Written problem A:
In the sprayer nozzle thread, reproduce the passage from "Assembled, here's what" to "with this setup.", changing "spray pattern" to "spray width".
Written problem B:
According to the sprayer nozzle thread, what is the item number of the power washer adapter?
** start Excerpt to read **
# Strom Sprayer TeeJet Nozzle Mod



## drummereef (Oct 15, 2018)

Wanted to share my solution for upgrading the Strom Backpack Sprayer to TeeJet nozzles. After some research I found an adapter that fits the Strom "power washer" style wand. I plan on using the AI (air induction) nozzles for bio stimulants and the XR nozzles for herbicides as needed.

Here's the parts I purchased for the upgrade. The TeeJet parts are all from www.spraysmarter.com , the power washer adapter is item #MD-250-PSSF from www.toolzunlimited.com



The Strom Sprayer requires an adapter for the pressure washer style gun.



Assembled, here's what the new wand looks like.



Here's the original fan tip (Green) that comes with the Strom Sprayer. Notice the narrow pattern.



Now, with the new TeeJet Nozzle assembly, notice the difference in spray pattern. Amazing!



The TeeJet will easily spray a 5+ foot fan with this setup.





Hope this helps! :thumbup:


----------



## Ware (Jan 28, 2017)

Nice work!


----------



## drummereef (Oct 15, 2018)

Ware said:


> Nice work!


Thanks! :thumbup:


----------



## Amorae (May 14, 2019)

Thanks for the helpful information drummereef. Do you know how your design differs from the strom nozzle assembly that Pete at GCI Turf is offering? If I understand correctly, his assembly is designed for fertilizer applications and not herbicides.


----------



## ThomasPI (May 18, 2019)

Until you see this hard to appreciate the value in it, well done.


----------



## Greendoc (Mar 24, 2018)

Amorae said:


> Thanks for the helpful information drummereef. Do you know how your design differs from the strom nozzle assembly that Pete at GCI Turf is offering? If I understand correctly, his assembly is designed for fertilizer applications and not herbicides.


Pete's nozzle is made to utilize a flood jet nozzle to apply a very low volume of liquid to a large area. It does that by dispensing the liquid as widely scattered drops. The above nozzle assembly utilizes the Teejet boom spraying nozzles in a manner similar to a golf or field sprayer. Namely a larger volume of liquid dispensed in a manner ensuring very good coverage of the target.


----------



## Amorae (May 14, 2019)

Thank you for the explanation Greendoc.


----------



## sanders4617 (Jul 9, 2018)
** end Excerpt to read **
** start Dataset excerpts **
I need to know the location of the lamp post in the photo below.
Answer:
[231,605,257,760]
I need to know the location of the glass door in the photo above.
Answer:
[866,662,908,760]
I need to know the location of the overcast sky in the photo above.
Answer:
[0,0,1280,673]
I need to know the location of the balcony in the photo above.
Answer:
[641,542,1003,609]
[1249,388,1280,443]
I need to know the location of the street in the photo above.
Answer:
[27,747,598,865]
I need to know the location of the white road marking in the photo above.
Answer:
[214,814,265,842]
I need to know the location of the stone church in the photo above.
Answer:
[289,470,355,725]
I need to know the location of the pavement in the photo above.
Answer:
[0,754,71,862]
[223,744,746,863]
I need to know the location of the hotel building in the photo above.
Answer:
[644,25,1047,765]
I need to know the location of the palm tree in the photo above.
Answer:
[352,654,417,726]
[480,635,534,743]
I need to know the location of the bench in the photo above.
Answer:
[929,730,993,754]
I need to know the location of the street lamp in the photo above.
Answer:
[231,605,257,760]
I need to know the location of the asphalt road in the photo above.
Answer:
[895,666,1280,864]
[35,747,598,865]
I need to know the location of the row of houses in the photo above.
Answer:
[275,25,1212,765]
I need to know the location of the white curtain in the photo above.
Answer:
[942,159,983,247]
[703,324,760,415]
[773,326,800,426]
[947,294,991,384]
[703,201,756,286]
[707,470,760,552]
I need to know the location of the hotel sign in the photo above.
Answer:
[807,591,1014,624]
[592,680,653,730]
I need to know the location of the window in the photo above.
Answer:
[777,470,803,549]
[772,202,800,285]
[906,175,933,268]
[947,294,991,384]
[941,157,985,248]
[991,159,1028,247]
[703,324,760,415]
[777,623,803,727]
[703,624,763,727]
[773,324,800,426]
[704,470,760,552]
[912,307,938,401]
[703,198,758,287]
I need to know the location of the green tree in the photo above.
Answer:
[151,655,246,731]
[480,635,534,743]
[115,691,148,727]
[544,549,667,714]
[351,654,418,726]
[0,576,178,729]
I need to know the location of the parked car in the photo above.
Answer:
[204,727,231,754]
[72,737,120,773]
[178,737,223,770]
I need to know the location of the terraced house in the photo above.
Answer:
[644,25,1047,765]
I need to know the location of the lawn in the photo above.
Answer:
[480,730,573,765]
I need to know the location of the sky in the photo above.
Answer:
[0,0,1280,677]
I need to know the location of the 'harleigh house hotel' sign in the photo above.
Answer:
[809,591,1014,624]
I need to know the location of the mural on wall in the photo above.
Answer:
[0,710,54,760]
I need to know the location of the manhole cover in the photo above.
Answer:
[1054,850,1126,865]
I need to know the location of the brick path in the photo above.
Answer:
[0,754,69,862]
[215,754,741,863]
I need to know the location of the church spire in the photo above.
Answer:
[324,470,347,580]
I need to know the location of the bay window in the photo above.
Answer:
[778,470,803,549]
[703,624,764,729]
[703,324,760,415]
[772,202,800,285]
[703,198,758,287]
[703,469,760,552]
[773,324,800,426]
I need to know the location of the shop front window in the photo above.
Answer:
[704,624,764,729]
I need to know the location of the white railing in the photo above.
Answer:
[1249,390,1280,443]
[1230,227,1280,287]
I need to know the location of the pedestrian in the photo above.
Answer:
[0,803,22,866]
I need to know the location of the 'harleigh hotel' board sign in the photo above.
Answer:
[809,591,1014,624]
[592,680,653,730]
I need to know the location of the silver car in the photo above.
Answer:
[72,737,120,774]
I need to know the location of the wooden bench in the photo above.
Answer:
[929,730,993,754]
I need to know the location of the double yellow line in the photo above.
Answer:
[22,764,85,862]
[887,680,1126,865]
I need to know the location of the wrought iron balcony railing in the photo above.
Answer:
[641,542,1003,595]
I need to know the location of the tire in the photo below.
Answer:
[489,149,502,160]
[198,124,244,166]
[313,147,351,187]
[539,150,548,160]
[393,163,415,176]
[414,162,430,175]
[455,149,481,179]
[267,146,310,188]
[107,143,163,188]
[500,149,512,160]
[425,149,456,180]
** end Dataset excerpts **
Expected output A:
Assembled, here's what the new wand looks like.



Here's the original fan tip (Green) that comes with the Strom Sprayer. Notice the narrow pattern.



Now, with the new TeeJet Nozzle assembly, notice the difference in spray width. Amazing!



The TeeJet will easily spray a 5+ foot fan with this setup.

Expected output B:
Item #MD-250-PSSF.